[START OF Entries]

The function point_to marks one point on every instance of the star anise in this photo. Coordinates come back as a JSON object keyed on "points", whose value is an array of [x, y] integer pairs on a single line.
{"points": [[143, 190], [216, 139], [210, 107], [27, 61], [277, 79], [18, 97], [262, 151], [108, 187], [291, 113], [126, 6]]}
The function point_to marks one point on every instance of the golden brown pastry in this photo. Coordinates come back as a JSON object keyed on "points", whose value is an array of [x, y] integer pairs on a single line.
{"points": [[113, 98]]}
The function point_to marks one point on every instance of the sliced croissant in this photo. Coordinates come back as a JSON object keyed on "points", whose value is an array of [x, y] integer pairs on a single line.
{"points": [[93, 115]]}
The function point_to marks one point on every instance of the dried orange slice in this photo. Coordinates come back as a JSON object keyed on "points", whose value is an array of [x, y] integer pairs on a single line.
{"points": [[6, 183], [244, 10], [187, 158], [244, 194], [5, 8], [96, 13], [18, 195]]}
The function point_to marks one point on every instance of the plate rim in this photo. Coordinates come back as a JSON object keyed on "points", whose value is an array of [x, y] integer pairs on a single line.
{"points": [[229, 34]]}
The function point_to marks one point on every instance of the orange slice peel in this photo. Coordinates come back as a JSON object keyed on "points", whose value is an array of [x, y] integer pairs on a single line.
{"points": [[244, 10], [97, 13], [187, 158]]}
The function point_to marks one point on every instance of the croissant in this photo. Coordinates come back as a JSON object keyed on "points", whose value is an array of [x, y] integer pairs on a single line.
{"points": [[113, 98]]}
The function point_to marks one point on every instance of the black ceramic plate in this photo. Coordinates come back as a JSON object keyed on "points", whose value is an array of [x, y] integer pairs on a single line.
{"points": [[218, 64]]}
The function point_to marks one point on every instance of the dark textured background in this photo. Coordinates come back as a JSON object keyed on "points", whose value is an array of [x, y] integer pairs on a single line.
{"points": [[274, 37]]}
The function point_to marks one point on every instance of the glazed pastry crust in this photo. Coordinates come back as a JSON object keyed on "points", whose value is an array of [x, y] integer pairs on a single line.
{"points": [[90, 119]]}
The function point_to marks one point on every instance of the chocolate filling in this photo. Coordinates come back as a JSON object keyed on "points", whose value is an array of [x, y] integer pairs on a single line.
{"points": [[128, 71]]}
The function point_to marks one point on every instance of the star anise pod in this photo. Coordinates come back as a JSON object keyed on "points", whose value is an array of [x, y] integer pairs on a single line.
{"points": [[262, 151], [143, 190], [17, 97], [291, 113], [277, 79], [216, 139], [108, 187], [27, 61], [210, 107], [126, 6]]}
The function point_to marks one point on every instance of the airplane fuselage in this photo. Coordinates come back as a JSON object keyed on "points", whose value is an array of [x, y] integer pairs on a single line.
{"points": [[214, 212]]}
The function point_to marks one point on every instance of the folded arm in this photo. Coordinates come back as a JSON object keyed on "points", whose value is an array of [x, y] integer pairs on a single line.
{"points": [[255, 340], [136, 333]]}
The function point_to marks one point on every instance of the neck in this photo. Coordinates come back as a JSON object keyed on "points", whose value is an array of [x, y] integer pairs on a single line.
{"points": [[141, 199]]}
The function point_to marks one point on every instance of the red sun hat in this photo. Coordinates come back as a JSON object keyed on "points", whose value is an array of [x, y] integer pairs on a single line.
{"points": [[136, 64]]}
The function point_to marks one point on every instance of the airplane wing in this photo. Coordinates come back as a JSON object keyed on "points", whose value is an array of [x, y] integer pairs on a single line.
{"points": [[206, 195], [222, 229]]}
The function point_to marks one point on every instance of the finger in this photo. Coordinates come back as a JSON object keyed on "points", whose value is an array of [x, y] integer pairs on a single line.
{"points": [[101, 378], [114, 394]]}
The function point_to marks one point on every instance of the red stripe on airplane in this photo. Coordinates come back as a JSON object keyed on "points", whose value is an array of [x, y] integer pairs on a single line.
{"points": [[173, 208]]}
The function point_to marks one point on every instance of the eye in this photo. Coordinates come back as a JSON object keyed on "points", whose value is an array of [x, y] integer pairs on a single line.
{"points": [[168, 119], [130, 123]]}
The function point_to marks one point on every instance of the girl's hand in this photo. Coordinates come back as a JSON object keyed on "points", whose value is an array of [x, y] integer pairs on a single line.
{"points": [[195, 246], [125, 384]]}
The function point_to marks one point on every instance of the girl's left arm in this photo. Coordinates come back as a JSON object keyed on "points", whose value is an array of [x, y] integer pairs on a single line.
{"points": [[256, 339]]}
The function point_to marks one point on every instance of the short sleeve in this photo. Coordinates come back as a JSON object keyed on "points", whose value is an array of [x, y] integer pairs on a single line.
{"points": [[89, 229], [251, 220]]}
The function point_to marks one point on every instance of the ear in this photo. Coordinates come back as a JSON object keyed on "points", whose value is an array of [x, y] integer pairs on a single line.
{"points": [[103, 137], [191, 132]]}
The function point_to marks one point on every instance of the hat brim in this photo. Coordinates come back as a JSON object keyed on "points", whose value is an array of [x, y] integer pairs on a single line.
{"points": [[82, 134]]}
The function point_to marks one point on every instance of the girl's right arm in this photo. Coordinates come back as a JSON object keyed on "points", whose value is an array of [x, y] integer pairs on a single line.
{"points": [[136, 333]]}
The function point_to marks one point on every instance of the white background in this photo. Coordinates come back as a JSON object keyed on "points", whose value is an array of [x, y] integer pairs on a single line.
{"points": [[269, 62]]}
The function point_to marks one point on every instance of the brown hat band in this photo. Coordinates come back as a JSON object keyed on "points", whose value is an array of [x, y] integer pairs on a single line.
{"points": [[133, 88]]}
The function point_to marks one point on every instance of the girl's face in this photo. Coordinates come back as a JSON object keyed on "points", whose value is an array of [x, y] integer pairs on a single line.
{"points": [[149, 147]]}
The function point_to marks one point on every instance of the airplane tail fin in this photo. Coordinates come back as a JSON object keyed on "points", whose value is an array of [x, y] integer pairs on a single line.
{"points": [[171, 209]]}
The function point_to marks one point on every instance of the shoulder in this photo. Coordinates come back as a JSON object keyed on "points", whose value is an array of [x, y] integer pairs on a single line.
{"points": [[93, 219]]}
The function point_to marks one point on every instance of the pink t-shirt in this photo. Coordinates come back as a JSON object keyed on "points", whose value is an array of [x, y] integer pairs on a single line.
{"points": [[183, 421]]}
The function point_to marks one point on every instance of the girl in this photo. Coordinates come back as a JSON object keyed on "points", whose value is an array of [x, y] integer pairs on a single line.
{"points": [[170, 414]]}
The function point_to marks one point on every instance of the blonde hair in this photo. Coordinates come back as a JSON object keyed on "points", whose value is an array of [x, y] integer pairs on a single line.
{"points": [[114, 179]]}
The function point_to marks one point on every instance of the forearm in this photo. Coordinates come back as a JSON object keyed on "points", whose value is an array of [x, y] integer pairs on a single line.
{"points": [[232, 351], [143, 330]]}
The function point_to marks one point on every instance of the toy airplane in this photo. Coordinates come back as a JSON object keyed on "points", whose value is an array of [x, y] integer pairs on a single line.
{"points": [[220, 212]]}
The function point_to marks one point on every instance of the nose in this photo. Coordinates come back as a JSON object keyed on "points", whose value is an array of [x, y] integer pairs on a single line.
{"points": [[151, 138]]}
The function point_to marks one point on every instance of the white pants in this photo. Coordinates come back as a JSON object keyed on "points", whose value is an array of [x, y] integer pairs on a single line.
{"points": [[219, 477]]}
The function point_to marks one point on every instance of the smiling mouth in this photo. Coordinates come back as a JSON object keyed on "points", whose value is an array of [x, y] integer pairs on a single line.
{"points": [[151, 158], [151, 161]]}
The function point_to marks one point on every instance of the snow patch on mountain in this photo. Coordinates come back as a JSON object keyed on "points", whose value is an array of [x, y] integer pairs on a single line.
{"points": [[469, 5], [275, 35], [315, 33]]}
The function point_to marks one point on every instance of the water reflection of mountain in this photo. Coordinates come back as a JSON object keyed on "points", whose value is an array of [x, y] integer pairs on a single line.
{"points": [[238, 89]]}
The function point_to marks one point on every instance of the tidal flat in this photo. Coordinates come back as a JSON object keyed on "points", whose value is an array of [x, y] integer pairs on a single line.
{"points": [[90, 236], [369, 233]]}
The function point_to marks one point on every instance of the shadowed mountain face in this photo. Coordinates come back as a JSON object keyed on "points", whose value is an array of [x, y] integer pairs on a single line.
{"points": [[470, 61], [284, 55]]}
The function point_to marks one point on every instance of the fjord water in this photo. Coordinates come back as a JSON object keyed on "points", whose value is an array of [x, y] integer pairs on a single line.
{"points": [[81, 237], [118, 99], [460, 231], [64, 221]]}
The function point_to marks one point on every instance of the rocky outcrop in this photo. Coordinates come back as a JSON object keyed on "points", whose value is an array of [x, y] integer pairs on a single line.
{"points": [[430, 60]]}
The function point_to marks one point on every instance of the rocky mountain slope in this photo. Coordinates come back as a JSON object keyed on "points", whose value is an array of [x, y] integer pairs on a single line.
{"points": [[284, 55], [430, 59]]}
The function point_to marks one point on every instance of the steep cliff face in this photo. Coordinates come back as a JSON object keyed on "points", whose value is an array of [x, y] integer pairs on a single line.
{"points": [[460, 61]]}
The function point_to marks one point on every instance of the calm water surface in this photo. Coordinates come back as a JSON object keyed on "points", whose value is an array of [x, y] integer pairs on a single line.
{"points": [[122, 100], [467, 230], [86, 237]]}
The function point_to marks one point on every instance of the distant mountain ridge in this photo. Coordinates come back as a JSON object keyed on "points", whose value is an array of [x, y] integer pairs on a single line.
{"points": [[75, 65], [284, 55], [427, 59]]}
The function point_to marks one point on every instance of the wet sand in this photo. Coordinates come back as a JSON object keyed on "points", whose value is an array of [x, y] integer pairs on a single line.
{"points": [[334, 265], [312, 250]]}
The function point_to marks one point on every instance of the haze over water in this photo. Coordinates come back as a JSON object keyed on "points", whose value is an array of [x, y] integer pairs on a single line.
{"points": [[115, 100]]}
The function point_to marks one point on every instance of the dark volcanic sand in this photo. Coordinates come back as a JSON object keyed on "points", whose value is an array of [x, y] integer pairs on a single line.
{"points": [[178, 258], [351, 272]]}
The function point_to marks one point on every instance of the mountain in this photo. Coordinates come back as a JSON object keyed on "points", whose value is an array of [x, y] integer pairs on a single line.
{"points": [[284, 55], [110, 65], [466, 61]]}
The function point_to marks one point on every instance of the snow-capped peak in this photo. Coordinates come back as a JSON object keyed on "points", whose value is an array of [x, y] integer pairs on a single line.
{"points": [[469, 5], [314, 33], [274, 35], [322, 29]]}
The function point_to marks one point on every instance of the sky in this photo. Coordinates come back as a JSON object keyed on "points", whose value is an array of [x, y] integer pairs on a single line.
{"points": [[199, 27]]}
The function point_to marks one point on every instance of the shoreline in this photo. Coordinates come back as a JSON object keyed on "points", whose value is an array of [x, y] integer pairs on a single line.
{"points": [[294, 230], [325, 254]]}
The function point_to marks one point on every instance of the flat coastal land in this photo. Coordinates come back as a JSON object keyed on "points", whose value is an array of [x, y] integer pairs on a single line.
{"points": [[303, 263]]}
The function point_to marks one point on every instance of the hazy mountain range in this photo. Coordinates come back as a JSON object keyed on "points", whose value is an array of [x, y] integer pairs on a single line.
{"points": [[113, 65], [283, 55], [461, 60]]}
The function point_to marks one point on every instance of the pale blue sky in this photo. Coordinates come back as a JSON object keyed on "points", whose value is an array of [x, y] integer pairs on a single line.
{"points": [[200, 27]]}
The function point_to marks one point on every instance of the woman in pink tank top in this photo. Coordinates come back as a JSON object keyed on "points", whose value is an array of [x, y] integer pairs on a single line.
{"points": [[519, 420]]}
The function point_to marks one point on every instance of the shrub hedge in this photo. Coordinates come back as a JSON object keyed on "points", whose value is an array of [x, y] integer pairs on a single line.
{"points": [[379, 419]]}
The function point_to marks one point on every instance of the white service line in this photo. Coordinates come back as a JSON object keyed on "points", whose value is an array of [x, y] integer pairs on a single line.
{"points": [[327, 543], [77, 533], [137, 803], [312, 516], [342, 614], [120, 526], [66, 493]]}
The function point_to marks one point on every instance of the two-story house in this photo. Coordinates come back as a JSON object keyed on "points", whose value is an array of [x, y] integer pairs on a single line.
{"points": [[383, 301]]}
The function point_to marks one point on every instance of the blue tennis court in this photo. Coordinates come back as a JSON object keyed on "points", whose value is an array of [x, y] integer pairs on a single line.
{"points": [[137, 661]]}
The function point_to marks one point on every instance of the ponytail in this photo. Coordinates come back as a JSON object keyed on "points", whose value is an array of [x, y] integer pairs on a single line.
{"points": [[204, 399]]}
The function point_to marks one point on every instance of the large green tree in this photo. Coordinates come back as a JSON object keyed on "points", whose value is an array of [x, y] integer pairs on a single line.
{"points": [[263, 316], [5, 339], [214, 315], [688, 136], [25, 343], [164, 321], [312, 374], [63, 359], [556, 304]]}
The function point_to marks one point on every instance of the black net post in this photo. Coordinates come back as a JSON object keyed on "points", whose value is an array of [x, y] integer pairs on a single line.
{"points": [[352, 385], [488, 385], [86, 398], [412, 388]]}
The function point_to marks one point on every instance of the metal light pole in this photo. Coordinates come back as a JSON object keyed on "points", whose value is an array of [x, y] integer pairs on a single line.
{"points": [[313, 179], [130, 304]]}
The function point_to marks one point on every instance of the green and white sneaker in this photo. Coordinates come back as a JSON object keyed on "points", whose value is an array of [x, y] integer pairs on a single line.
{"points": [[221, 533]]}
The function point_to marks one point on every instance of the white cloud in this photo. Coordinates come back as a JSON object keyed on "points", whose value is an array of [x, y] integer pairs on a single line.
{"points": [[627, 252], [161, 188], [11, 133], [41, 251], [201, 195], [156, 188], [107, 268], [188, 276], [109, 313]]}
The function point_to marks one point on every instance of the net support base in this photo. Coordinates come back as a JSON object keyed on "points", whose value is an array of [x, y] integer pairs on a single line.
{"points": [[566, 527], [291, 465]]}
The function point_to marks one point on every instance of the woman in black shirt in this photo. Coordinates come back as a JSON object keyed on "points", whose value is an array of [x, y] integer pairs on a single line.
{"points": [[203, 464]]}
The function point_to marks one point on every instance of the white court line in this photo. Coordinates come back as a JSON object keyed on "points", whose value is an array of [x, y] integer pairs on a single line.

[END OF Entries]

Set down, unchanged, the line that contains "the net support" together with every later line in the records, through the last one.

The function point_to marks one point on every instance of the net support base in this photo. Coordinates come back as a JSON object keyed on "points", whose value is an array of [x, y] integer pairs on a single line.
{"points": [[566, 527], [291, 465]]}
The function point_to marks one point on every instance of the woman in black shirt in this photo. Coordinates come back as a JSON object keyed on "points", whose value is an array of [x, y] integer pairs on a single line.
{"points": [[203, 464]]}
The function point_to marks one point on every instance of the white court line in this photo. Coordinates come back as a JSON object keyed on "points", whose value is an array of [x, y] integer pairs on a single line.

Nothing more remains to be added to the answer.